-------- GIVEN RECORDS --------

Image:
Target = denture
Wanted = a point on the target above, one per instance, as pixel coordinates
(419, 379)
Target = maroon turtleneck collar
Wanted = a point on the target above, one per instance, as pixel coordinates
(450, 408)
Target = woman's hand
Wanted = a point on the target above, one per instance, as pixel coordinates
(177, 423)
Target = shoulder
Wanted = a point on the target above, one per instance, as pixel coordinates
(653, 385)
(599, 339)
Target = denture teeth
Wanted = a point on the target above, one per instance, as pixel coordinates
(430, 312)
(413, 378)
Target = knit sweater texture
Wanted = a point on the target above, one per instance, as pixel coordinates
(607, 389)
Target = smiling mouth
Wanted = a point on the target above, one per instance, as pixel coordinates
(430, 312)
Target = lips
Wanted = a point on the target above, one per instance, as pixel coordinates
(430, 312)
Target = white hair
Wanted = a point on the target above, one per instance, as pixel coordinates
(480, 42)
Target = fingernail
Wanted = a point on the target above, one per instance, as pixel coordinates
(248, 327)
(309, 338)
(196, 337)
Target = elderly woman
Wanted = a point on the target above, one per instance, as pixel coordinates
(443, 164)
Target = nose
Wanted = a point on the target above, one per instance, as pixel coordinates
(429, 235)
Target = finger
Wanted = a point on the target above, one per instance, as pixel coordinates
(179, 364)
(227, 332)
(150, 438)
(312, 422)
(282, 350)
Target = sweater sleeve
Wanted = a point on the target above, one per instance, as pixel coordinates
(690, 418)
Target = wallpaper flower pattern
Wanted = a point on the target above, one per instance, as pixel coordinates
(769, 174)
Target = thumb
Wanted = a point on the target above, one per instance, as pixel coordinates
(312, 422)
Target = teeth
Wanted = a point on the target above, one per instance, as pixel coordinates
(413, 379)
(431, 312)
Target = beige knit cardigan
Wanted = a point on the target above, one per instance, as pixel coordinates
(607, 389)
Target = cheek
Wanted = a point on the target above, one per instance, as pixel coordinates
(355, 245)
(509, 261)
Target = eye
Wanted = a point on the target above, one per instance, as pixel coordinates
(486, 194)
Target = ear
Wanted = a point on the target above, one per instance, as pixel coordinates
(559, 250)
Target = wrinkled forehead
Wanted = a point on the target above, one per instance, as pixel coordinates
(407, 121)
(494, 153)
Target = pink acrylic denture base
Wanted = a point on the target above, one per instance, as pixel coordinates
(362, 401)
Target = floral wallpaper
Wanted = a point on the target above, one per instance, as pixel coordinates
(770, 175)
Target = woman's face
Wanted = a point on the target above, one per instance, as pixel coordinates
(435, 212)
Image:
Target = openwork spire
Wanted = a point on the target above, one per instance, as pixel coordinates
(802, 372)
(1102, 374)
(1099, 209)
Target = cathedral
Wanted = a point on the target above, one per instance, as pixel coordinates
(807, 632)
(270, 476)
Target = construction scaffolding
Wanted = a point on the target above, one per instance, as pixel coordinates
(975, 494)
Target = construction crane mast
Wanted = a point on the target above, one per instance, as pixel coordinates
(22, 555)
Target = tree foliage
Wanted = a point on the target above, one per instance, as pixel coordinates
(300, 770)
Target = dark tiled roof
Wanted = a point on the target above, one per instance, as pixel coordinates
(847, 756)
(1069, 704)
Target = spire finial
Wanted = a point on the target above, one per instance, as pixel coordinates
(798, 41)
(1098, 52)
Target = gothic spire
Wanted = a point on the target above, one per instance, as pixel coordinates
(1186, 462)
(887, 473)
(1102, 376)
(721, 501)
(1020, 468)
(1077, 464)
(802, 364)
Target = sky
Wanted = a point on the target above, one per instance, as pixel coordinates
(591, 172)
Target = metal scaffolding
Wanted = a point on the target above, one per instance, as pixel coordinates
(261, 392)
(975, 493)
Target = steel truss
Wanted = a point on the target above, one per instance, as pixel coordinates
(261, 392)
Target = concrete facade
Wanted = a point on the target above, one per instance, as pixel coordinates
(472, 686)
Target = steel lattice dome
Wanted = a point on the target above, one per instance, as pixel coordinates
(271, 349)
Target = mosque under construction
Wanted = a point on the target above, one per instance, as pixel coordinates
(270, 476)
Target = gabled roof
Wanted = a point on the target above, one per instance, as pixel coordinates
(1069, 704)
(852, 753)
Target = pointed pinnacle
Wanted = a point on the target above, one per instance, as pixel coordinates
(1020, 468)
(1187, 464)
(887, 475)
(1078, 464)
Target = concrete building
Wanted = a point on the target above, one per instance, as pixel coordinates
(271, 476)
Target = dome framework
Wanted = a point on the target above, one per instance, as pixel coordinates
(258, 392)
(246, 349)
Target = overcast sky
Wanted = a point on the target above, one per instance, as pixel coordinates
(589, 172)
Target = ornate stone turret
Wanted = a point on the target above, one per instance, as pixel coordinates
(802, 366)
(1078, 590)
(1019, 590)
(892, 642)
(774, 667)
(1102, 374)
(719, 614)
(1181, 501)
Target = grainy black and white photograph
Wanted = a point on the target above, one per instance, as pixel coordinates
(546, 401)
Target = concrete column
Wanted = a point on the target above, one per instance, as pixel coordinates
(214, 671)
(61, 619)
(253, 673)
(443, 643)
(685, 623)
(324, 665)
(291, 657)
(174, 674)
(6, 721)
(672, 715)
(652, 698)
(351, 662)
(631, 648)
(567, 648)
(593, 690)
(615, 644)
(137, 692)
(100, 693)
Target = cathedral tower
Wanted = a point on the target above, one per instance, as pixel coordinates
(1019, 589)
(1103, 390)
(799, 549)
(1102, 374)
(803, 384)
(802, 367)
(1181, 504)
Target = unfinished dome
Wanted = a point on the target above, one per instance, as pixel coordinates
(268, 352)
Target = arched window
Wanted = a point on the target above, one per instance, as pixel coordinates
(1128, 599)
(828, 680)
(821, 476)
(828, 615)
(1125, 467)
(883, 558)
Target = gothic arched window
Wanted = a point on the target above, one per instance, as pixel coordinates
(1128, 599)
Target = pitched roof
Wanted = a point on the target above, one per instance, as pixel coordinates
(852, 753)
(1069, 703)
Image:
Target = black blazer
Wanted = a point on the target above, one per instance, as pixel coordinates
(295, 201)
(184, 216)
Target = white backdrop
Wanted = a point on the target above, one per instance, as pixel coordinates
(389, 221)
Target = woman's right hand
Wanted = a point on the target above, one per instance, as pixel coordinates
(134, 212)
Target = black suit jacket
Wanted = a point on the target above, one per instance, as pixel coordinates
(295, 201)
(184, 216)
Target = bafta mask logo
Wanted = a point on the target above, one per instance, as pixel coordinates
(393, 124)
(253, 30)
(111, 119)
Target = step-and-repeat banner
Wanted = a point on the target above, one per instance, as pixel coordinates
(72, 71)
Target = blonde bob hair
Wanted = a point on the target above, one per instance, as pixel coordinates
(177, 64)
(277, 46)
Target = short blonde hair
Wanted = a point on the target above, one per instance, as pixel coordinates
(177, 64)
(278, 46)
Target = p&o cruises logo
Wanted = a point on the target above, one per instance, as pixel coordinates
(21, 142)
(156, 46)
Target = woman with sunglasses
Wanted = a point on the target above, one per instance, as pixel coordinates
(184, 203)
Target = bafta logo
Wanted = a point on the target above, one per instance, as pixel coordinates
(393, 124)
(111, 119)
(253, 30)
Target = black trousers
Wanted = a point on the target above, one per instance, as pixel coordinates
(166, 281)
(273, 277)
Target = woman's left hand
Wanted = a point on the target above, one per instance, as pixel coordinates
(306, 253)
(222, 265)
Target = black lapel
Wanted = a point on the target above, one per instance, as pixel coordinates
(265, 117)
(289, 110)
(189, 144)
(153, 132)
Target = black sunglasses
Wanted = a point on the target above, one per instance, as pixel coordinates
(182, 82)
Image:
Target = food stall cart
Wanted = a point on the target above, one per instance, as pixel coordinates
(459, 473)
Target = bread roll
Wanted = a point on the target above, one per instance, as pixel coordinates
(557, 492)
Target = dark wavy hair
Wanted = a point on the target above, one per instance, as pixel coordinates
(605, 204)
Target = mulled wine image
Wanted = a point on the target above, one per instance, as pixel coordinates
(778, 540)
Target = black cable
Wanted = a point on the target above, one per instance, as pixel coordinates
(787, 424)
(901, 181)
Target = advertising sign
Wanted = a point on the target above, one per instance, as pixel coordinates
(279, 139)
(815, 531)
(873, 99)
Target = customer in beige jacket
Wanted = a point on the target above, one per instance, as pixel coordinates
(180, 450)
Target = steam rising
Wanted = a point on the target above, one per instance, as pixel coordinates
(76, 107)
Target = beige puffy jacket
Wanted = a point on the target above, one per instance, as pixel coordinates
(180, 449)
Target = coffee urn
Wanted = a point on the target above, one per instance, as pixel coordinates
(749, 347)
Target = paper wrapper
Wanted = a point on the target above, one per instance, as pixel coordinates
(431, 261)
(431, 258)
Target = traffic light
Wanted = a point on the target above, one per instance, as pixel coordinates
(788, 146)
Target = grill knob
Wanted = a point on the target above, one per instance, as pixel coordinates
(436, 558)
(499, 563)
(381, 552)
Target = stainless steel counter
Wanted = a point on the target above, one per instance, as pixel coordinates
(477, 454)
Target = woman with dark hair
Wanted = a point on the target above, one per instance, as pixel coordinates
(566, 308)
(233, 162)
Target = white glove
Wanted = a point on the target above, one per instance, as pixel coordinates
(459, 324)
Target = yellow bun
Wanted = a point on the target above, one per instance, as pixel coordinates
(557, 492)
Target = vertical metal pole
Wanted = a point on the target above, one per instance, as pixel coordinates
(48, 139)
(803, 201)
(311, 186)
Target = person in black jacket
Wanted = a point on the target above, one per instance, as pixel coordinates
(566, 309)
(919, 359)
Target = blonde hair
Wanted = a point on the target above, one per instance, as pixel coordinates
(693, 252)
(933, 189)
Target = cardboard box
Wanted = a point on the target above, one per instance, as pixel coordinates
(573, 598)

--------

Copy exactly the lines from the one containing "Target = woman with dark hair" through the last line of the records, both included, and nothing else.

» **ANSWER TO THE EXERCISE**:
Target = woman with dark hair
Wanted = a point on the target above, one per instance, as pixel coordinates
(566, 308)
(233, 162)
Target = white glove
Wanted = a point on the target above, one per instance, as pixel coordinates
(459, 324)
Target = yellow bun
Wanted = a point on the target above, one per instance, as pixel coordinates
(557, 492)
Target = vertical metal pole
Wanted = a point on the target above, one per instance, as pixel coordinates
(48, 139)
(803, 201)
(311, 186)
Target = person in black jacket
Wanted = a point on the target above, one per instance, as pixel coordinates
(566, 309)
(919, 359)
Target = blonde hair
Wanted = a point on the target above, one per instance, as pixel coordinates
(693, 252)
(933, 189)
Target = cardboard box
Wanted = a point on the target above, one per instance, as pixel coordinates
(573, 598)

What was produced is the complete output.